*Tasks to complete*:
• 1. In the nanopore article, what kind of amplifier did the researchers use to measure the ionic current?
• 2. Summarize the nanopore article in two sentences.
• 3. Please extract the portion of the nanopore article starting at "Measuring ionic blockade" and ending at "passed through it.".

Engineered nanopores can be employed in a variety of biotechnology applications, including molecular sensing. They also make good DNA and RNA sequencers. Such techniques involve electrically detecting a DNA or RNA molecule as it translocates through the pore by measuring either the voltage across the membrane or the current through the pore.

Measuring ionic blockade signatures

In this study, researchers led by Meni Wanunu in the Department of Physics at Northeastern University and Stuart Lindsay in the Department of Physics at Arizona State University measured the ionic current through a nanopore using a high-bandwidth amplifier as a molecule of tRNA passed through it.

“When a voltage bias is applied across the nanopore membrane, an ionic current is generated through the pore,” explains Wanunu. “This voltage bias electrophoretically drives the negatively charged tRNA though the pore. Since tRNA molecules are bent they must deform as they traverse the pore, a process that takes as long as milliseconds. We measured the so-called ionic blockade signatures in detail during each tRNA molecule’s passage though the pore and repeated these measurements for thousands of molecules.”

Machine-learning algorithm identifies individual molecules

The researchers also employed a machine-learning algorithm (the same one that powers IBM’s Watson) to identify individual tRNA molecules in a sample. “This algorithm allows us to separate the relative contributions of various signal features in the sample and so assign an identity to single tRNA molecules,” explains Lindsay. “The technique also allows us to make use of the time-dependence of signal features to calibrate changes in the nanopore over time, and so correct for them,” he says.

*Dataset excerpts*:
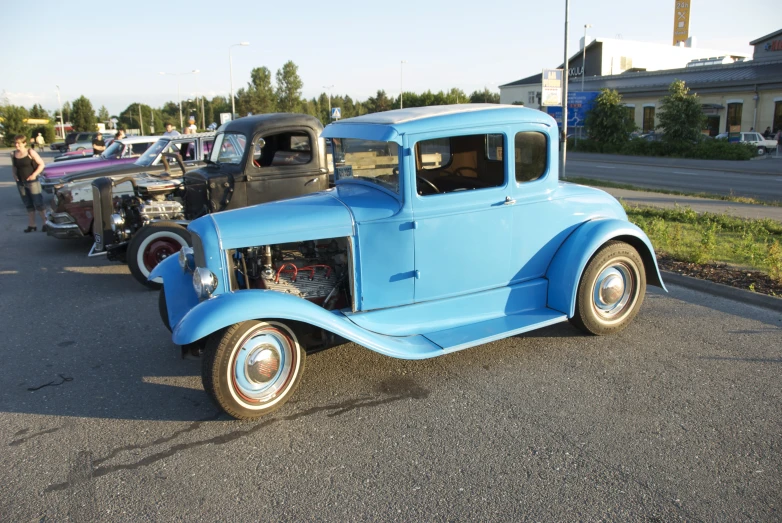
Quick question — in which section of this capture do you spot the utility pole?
[323,85,334,121]
[55,85,65,140]
[399,60,407,109]
[559,0,570,180]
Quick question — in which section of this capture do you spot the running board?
[422,308,567,352]
[87,243,106,258]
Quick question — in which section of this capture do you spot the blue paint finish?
[208,190,353,249]
[425,309,567,352]
[168,104,661,359]
[548,219,667,318]
[344,279,548,336]
[173,290,444,359]
[149,256,198,326]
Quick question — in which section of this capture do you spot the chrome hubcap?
[232,327,294,404]
[593,263,635,319]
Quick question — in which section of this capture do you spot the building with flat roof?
[500,30,782,136]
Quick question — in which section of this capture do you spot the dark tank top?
[11,153,38,182]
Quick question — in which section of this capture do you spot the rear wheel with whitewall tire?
[570,241,646,336]
[127,222,191,289]
[201,320,306,420]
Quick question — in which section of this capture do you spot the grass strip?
[622,203,782,281]
[567,176,782,207]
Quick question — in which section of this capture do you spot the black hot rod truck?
[92,113,329,288]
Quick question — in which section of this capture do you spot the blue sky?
[0,0,782,114]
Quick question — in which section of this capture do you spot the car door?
[245,128,328,205]
[412,132,514,302]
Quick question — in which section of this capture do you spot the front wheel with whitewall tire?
[201,320,306,420]
[570,241,646,336]
[127,222,191,289]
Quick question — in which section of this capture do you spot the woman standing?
[11,134,46,232]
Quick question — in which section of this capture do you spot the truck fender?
[546,219,668,318]
[171,289,445,359]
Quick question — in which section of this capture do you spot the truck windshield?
[209,133,247,164]
[332,138,399,194]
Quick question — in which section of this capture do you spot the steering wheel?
[415,176,440,196]
[453,165,478,176]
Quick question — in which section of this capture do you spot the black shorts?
[16,180,43,212]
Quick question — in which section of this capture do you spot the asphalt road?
[0,151,782,522]
[566,154,782,202]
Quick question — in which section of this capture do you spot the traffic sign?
[546,91,600,127]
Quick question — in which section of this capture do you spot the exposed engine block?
[138,200,185,224]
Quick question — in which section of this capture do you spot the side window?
[253,131,312,169]
[201,138,215,158]
[415,134,505,196]
[514,131,548,183]
[129,143,152,157]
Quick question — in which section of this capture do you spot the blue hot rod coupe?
[150,104,664,419]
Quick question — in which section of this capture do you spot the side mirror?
[160,153,187,176]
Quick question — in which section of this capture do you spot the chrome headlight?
[193,267,217,299]
[179,247,195,272]
[111,214,125,232]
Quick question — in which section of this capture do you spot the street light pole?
[55,85,65,140]
[399,60,407,109]
[559,0,570,180]
[581,24,592,92]
[228,42,250,120]
[323,85,334,121]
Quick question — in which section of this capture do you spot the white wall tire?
[571,241,646,336]
[127,222,191,289]
[201,320,306,420]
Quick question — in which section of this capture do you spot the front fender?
[171,290,445,359]
[148,256,198,326]
[546,219,668,318]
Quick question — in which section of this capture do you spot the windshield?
[136,138,169,167]
[101,141,123,158]
[209,133,247,164]
[332,138,399,194]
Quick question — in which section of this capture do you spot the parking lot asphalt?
[0,151,782,521]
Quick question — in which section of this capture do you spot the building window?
[643,107,654,133]
[725,103,744,132]
[771,102,782,134]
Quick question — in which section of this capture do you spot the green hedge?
[568,138,757,160]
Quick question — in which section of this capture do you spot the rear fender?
[172,290,444,359]
[546,219,668,318]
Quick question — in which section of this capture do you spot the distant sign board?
[546,91,600,127]
[673,0,692,45]
[540,69,562,106]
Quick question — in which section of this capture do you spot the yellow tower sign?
[673,0,692,45]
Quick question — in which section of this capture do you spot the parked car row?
[41,104,664,419]
[714,131,777,156]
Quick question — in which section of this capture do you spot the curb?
[569,156,782,176]
[660,270,782,312]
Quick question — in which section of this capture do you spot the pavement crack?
[8,427,60,447]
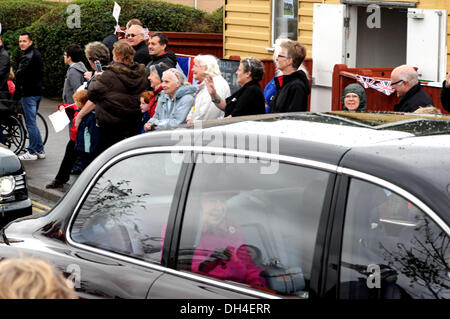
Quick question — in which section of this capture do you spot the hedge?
[3,0,222,97]
[0,0,58,31]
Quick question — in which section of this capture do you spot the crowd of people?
[0,19,450,188]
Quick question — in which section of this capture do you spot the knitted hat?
[341,83,366,111]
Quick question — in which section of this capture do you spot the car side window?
[71,153,182,263]
[177,154,330,298]
[339,179,450,299]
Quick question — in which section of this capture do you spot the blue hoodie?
[148,85,197,130]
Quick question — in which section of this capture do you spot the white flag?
[113,2,120,24]
[48,110,70,133]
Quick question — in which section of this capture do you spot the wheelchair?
[0,99,48,155]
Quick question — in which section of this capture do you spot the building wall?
[224,0,450,71]
[224,0,272,58]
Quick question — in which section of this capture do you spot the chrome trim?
[66,146,338,299]
[338,167,450,237]
[379,218,417,227]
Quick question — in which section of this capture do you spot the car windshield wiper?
[1,227,11,246]
[312,112,374,129]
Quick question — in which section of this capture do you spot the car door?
[65,149,183,298]
[148,151,333,299]
[327,174,450,299]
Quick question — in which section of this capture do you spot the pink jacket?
[191,221,266,287]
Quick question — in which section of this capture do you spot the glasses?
[391,80,403,87]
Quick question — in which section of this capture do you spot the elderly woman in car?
[341,83,366,112]
[187,55,230,123]
[191,191,266,287]
[144,68,197,131]
[206,57,266,117]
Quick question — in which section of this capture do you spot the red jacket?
[58,103,80,141]
[148,85,162,118]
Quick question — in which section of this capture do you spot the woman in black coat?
[206,58,265,117]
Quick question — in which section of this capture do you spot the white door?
[312,3,346,88]
[406,9,447,82]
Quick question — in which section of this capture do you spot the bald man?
[391,65,433,112]
[441,72,450,112]
[125,24,150,65]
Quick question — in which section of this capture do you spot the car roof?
[102,112,450,222]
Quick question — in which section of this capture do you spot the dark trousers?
[55,140,78,183]
[55,140,95,183]
[98,124,140,154]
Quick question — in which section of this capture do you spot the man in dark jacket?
[441,72,450,112]
[0,38,11,99]
[125,24,150,65]
[391,65,433,112]
[146,32,177,76]
[88,41,147,153]
[0,37,11,144]
[63,44,87,104]
[269,40,311,113]
[14,32,45,161]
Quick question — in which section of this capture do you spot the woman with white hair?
[187,55,230,123]
[144,68,197,131]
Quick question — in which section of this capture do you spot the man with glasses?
[391,65,433,112]
[0,37,11,100]
[125,24,150,65]
[441,72,450,112]
[15,32,45,161]
[146,32,177,74]
[269,40,311,113]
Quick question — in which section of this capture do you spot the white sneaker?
[19,152,38,161]
[36,151,45,159]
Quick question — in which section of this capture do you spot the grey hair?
[392,65,419,86]
[163,68,186,86]
[241,57,264,82]
[194,54,221,75]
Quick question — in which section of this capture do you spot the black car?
[0,112,450,299]
[0,147,32,227]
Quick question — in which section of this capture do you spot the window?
[71,153,182,263]
[272,0,298,44]
[177,155,330,298]
[340,179,450,299]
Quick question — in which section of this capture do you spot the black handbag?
[260,263,305,295]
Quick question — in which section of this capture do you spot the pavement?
[22,98,78,202]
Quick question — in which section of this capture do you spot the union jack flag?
[177,55,197,85]
[375,80,395,96]
[356,75,377,89]
[356,75,395,96]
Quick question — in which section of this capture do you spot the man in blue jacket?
[269,40,311,113]
[15,32,45,161]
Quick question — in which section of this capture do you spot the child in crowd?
[45,90,95,188]
[6,67,16,95]
[140,91,153,133]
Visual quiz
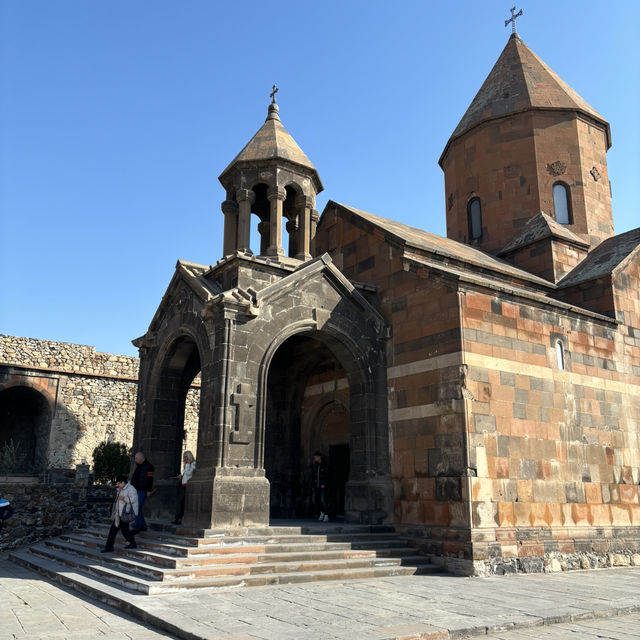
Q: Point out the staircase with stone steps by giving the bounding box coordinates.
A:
[11,523,439,604]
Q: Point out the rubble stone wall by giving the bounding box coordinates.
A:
[0,335,199,468]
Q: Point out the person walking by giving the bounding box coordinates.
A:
[171,451,196,524]
[131,451,155,535]
[100,476,138,553]
[311,451,329,522]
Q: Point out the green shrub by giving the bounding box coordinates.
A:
[93,442,131,484]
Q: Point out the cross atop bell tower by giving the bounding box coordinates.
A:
[219,90,323,260]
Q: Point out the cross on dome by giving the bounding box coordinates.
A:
[504,7,522,33]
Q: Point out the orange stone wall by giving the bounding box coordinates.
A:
[316,212,470,557]
[317,212,640,574]
[462,291,640,572]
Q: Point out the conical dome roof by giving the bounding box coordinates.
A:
[440,34,611,162]
[219,103,322,191]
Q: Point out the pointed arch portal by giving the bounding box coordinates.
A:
[135,255,392,528]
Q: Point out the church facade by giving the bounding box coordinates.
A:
[134,34,640,574]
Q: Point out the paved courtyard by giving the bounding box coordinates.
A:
[0,560,640,640]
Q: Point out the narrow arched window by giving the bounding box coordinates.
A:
[553,182,571,224]
[556,340,564,371]
[467,198,482,240]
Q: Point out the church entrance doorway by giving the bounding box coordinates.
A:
[143,336,201,520]
[264,335,350,518]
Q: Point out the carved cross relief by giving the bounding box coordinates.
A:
[231,382,256,444]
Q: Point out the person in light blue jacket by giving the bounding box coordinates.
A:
[100,476,138,553]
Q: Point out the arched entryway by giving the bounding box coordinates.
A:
[258,314,389,523]
[264,335,350,518]
[141,335,201,519]
[0,386,51,473]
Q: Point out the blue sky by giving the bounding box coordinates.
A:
[0,0,640,355]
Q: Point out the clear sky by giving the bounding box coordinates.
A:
[0,0,640,355]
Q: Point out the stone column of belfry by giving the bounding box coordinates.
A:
[236,189,256,251]
[295,196,313,260]
[266,187,287,256]
[309,209,320,255]
[285,216,300,257]
[258,220,269,256]
[221,200,238,256]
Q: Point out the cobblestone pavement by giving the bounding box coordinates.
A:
[0,560,174,640]
[0,560,640,640]
[475,613,640,640]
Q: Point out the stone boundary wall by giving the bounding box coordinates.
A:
[0,476,116,554]
[0,335,200,469]
[0,334,140,382]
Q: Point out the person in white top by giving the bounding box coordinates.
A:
[100,476,138,553]
[171,451,196,524]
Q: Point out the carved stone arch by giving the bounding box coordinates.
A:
[305,395,349,450]
[134,312,212,518]
[249,300,391,523]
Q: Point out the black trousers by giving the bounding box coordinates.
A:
[175,484,186,520]
[104,520,136,549]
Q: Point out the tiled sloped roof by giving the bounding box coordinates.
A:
[558,227,640,288]
[336,201,554,289]
[498,211,589,255]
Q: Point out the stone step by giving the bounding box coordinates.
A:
[26,543,162,595]
[11,545,430,601]
[46,540,427,582]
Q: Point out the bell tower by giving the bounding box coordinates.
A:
[219,85,323,261]
[439,30,613,253]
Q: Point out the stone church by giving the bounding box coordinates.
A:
[125,34,640,573]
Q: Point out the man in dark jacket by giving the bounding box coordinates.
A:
[131,451,154,534]
[311,451,329,522]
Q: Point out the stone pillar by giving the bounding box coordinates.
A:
[287,218,299,258]
[295,196,317,260]
[236,189,256,253]
[258,220,269,256]
[221,200,238,256]
[309,209,320,256]
[267,187,287,256]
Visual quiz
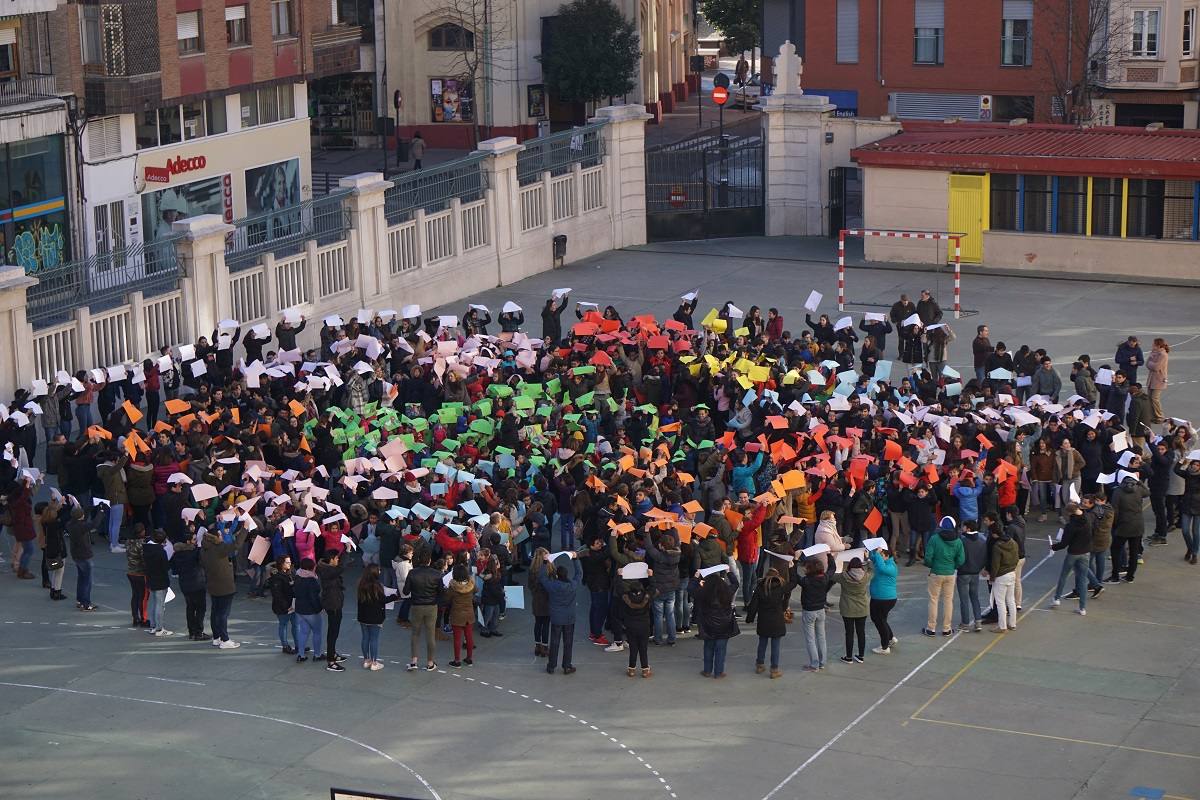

*Written responses*:
• 1. A high-bandwidth amplifier.

• 2. Engineered nanopores can serve as DNA and RNA sequencers by electrically detecting a molecule as it translocates through the pore. Researchers at Northeastern University and Arizona State University measured ionic blockade signatures as thousands of tRNA molecules passed through a nanopore, then used a machine-learning algorithm to identify individual molecules and to correct for changes in the nanopore over time.

• 3.
Measuring ionic blockade signatures

In this study, researchers led by Meni Wanunu in the Department of Physics at Northeastern University and Stuart Lindsay in the Department of Physics at Arizona State University measured the ionic current through a nanopore using a high-bandwidth amplifier as a molecule of tRNA passed through it.